Task input –
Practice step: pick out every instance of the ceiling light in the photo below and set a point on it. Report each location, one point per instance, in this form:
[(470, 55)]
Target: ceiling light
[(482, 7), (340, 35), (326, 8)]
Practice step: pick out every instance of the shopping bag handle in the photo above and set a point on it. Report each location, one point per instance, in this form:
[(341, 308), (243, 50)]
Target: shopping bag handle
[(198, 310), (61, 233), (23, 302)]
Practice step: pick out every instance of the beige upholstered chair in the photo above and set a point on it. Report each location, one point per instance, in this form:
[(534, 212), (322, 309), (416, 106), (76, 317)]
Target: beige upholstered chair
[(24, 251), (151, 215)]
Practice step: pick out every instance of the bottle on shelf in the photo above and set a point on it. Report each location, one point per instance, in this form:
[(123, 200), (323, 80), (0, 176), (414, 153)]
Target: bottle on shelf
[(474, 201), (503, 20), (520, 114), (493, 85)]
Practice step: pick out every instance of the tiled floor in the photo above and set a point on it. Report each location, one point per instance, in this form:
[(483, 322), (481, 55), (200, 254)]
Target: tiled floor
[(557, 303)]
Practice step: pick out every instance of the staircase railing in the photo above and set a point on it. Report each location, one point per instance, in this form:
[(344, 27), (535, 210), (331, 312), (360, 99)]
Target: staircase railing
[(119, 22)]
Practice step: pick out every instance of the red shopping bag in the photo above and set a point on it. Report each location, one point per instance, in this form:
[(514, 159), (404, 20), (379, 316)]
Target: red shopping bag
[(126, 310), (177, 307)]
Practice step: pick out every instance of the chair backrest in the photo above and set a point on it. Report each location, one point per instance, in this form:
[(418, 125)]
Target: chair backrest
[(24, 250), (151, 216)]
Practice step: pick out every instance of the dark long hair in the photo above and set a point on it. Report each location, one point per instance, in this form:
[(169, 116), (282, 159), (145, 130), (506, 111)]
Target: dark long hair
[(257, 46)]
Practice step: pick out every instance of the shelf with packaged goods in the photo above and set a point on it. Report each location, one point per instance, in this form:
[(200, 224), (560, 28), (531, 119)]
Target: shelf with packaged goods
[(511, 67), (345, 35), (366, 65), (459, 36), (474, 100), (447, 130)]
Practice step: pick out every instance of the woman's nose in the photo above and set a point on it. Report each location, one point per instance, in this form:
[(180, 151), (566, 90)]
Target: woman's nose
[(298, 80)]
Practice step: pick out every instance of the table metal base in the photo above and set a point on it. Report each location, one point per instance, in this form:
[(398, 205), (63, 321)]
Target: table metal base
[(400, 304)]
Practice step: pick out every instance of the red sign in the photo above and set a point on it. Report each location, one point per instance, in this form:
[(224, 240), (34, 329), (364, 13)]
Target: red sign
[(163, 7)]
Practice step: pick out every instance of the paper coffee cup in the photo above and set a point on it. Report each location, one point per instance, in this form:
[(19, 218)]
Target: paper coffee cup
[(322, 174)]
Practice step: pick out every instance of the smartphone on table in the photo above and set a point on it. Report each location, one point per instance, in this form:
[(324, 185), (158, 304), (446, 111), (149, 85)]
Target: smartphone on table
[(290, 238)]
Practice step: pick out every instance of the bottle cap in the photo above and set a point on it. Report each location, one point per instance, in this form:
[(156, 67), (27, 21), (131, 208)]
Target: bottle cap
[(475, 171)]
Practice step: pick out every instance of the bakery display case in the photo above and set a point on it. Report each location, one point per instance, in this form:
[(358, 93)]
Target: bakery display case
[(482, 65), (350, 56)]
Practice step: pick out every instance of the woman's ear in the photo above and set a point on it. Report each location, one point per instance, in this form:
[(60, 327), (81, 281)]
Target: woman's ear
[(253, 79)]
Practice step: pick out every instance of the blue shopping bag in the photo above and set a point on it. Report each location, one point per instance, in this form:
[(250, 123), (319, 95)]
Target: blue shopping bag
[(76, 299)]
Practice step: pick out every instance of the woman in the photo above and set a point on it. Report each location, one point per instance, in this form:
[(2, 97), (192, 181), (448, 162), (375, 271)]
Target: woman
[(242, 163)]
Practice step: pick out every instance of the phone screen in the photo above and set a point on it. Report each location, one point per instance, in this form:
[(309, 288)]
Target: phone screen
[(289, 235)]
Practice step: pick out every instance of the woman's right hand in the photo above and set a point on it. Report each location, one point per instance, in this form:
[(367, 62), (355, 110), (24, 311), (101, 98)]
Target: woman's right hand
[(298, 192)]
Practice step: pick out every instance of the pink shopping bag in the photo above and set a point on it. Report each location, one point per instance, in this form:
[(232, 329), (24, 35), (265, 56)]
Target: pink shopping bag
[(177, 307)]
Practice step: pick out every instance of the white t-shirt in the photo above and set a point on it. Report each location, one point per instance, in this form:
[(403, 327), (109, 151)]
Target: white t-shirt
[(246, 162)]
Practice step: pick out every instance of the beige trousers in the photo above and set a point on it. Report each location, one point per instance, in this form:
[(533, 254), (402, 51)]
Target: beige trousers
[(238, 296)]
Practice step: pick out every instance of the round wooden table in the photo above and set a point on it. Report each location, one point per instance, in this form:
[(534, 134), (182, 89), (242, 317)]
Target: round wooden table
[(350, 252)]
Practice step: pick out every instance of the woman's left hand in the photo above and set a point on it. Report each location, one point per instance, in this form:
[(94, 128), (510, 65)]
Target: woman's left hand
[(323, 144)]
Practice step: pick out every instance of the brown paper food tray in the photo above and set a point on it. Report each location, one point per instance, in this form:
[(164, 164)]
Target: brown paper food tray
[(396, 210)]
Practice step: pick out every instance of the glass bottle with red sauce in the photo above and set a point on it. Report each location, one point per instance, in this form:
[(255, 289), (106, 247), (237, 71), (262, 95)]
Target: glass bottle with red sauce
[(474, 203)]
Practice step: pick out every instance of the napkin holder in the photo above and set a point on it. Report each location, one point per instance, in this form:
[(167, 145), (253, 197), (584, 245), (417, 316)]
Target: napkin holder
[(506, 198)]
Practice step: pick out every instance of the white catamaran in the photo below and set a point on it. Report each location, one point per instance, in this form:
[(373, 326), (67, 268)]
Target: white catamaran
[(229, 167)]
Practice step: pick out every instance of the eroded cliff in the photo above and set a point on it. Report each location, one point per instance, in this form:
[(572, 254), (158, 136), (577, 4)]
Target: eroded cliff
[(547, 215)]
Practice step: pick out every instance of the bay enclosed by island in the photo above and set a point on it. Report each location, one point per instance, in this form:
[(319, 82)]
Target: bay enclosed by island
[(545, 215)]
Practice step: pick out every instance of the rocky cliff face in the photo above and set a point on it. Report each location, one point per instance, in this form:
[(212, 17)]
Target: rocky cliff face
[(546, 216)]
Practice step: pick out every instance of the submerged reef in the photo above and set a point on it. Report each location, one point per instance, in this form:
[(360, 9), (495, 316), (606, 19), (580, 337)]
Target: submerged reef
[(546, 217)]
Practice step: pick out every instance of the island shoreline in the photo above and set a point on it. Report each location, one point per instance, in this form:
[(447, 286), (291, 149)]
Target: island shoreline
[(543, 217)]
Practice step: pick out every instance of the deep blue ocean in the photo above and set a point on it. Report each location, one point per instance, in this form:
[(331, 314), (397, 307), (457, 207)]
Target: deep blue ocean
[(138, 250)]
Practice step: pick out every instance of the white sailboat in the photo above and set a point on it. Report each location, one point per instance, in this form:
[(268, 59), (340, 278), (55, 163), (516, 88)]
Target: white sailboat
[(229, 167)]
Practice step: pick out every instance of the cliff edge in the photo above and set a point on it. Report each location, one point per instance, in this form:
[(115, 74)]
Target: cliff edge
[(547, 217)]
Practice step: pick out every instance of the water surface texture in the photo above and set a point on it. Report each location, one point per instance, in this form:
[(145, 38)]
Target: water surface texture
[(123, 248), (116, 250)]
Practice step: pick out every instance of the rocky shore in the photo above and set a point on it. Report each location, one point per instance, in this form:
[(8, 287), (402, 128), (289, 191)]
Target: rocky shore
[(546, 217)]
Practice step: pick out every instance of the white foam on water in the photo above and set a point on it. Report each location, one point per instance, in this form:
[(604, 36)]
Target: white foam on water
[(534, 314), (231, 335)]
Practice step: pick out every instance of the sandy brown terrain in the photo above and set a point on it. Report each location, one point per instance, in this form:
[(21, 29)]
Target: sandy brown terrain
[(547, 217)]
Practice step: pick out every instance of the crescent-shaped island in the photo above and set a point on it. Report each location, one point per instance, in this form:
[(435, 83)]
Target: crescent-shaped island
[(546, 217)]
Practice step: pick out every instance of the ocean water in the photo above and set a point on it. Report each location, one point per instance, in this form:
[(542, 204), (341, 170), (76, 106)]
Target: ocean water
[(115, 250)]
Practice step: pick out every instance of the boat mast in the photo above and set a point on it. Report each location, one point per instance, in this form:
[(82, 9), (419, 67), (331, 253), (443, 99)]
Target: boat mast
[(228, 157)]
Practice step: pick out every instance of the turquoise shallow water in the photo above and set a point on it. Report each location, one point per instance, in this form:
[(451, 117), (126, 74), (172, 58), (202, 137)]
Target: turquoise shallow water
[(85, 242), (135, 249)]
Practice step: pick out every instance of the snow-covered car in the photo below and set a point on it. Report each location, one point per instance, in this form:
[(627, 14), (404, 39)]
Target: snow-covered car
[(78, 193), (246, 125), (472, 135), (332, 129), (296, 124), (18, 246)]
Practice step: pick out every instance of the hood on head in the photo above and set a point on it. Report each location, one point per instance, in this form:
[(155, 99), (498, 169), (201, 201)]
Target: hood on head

Task details – Rewrite the part of the material that opens with the line containing "Practice step: pick out every instance of the boat" and runs through the end of the material, putting "Object" wherever "Target" appears and leaving everything else as it is.

Reply –
Practice step: pick out every instance of the boat mast in the photo above and set a point on it. Report each location, one point per instance, in this form:
[(82, 9), (419, 67), (331, 253), (443, 99)]
Object: boat mast
[(228, 157)]
Practice step: pick out every instance of the turquoise shallow water in the photo above and set a point on it. Report each location, one point per instance, in this form:
[(451, 117), (126, 74), (172, 58), (202, 137)]
Object: turquoise shallow water
[(85, 242), (135, 249)]
Practice step: pick out every instance of the snow-covered car in the photo below and set a point on it. Report each location, one point per instance, in this form:
[(627, 14), (404, 39)]
Object: snow-covered car
[(78, 193), (246, 125), (472, 135), (332, 129), (296, 124), (18, 246)]
Practice step: pick out every instance of the hood on head in the photo above and set a point on it. Report each location, one point per instance, in this form:
[(155, 99), (498, 169), (201, 201)]
Object: hood on head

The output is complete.